We get the instinct. Most of us have rolled our eyes at a slide deck full of Bounded Contexts for an app that, frankly, has one table and three buttons. But once you scratch the surface of this question, two different things turn out to be hiding under the same word. One of them really is overkill for your CRUD app. The other one isn't even optional , and you're either doing it well or doing it badly right now, whether you call it DDD or not.
There's No Such Thing as a CRUD App¶
We're going to make a claim that sounds combative, and then we're going to back it up with a Todo list. There is no application that is just data in, data out. Not a single one we've ever seen, including the kinds of apps people use as the canonical example of pure CRUD.
Take a Todo list. It's the cliché. You create a todo, you read it, you update it, you delete it. Four verbs. What could be simpler? Well, look at what those four verbs are actually hiding. When you "delete" a todo, are you doing the same thing every time? Of course not. Sometimes you delete a todo because you finished it, and you want it gone from the list. Sometimes you delete it because the meeting was cancelled, and the task no longer applies. Those two events have the same shape on the screen, but they mean entirely different things in your life. A Completed event and a Discarded event are not the same outcome, and pretending they are throws away meaning that was right there in front of you. We've spent a whole post on why soft delete is a workaround for exactly this kind of confusion.
The same is true for "update." You don't update a todo. You adjust its description because you realized you wrote it ambiguously. You postpone the due date because something else came up. You advance the date because the deadline got moved. Adjusted, Postponed, and Advanced are three completely different events with three completely different reasons, and your "update" verb erased the difference. The data after the update doesn't tell you what happened. It only tells you what is now true.
-------------------------
▶ [Written exercise 1]
Answer from the passage on CRUD apps:
(a) Which app does it use as the cliché example of pure CRUD?
(b) Which two events can deleting a todo stand for?
(c) Which three events does it name in place of "update"?
The listing is separate material with no connection to the passage.
-------------------------
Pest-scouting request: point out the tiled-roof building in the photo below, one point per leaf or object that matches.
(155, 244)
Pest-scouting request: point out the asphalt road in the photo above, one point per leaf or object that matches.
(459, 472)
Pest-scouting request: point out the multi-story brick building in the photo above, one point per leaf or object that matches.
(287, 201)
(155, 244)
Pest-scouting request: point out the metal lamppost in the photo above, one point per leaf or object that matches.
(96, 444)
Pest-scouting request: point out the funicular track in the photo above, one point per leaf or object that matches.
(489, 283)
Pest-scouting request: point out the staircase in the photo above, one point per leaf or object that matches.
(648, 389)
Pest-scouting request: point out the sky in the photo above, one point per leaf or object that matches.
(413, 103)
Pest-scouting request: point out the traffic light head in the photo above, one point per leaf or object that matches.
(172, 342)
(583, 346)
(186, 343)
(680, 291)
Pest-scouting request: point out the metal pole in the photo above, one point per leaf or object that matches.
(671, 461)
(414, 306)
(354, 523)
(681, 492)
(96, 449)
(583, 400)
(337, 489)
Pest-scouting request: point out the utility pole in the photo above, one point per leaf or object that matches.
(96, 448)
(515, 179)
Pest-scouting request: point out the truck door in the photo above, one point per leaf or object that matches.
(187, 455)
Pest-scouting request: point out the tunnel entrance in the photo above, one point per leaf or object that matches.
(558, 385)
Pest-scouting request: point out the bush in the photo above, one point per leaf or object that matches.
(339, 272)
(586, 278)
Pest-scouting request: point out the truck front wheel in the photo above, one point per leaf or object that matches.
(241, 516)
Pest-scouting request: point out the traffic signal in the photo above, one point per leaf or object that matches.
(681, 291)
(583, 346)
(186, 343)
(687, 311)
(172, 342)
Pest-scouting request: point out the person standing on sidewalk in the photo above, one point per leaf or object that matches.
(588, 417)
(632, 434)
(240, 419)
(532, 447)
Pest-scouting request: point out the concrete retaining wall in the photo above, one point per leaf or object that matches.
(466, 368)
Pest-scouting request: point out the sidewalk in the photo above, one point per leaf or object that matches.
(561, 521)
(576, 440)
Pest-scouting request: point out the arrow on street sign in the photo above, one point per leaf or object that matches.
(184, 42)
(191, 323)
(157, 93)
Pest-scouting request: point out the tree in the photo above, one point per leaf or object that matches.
-------------------------
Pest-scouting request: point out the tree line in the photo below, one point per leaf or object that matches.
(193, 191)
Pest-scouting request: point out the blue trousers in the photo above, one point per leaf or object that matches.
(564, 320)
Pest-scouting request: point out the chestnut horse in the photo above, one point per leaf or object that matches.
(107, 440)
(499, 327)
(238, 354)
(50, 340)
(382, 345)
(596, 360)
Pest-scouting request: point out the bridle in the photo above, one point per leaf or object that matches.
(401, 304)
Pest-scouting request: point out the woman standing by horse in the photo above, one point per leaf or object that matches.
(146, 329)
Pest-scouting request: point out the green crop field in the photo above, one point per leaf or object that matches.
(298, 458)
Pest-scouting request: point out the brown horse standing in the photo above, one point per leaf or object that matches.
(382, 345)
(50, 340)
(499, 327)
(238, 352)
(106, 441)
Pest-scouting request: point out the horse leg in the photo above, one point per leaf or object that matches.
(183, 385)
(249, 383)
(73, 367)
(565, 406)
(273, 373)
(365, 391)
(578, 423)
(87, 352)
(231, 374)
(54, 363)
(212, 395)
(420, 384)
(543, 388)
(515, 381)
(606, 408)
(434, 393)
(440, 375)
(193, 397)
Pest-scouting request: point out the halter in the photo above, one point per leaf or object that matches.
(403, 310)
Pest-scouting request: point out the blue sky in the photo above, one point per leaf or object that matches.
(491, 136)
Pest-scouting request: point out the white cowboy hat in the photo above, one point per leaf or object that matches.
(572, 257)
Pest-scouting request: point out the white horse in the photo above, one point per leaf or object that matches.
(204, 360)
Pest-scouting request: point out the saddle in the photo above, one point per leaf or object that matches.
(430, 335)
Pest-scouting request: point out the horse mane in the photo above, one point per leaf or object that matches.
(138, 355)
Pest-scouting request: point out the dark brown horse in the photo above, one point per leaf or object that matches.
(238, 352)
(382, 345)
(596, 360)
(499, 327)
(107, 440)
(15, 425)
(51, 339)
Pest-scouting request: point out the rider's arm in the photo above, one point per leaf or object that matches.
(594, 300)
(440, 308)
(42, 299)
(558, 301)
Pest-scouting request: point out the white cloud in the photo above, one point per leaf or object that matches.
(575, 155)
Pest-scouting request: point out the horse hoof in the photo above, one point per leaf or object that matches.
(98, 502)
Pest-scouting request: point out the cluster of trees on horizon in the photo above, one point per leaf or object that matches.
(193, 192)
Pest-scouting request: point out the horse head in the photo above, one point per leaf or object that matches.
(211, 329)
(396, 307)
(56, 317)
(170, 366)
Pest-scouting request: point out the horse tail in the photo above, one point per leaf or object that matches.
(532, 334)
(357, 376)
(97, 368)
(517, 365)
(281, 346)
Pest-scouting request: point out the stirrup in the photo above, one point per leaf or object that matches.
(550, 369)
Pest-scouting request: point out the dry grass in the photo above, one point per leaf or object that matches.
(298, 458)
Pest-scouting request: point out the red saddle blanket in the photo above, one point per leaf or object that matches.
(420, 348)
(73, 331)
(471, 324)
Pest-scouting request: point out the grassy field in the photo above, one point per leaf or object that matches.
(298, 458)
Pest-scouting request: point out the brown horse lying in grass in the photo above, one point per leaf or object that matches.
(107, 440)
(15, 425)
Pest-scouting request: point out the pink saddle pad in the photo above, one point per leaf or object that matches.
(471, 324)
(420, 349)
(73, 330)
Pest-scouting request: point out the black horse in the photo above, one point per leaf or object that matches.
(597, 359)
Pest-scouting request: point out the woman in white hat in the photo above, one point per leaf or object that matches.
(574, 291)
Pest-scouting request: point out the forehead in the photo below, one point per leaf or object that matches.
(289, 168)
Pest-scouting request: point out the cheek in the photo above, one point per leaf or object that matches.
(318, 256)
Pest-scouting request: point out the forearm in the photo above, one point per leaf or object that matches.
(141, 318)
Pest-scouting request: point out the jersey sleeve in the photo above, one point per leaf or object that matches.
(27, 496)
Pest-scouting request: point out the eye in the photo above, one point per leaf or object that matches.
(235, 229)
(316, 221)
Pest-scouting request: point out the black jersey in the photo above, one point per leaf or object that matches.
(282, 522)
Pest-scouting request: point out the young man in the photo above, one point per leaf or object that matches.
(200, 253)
-------------------------
▶ [Written exercise 2] In the listing, lay out the lines from the line with "Pest-scouting request: point out the sidewalk" to the line with "Pest-scouting request: point out the tree in", both included, as a JSON list of strings, one per line, with blank lines left out.

▶ [Written reply 1]
(a) A Todo list.
(b) Completed and Discarded.
(c) Adjusted, Postponed, and Advanced.

▶ [Written reply 2]
[
  "Pest-scouting request: point out the sidewalk in the photo above, one point per leaf or object that matches.",
  "(561, 521)",
  "(576, 440)",
  "Pest-scouting request: point out the arrow on street sign in the photo above, one point per leaf or object that matches.",
  "(184, 42)",
  "(191, 323)",
  "(157, 93)",
  "Pest-scouting request: point out the tree in the photo above, one point per leaf or object that matches."
]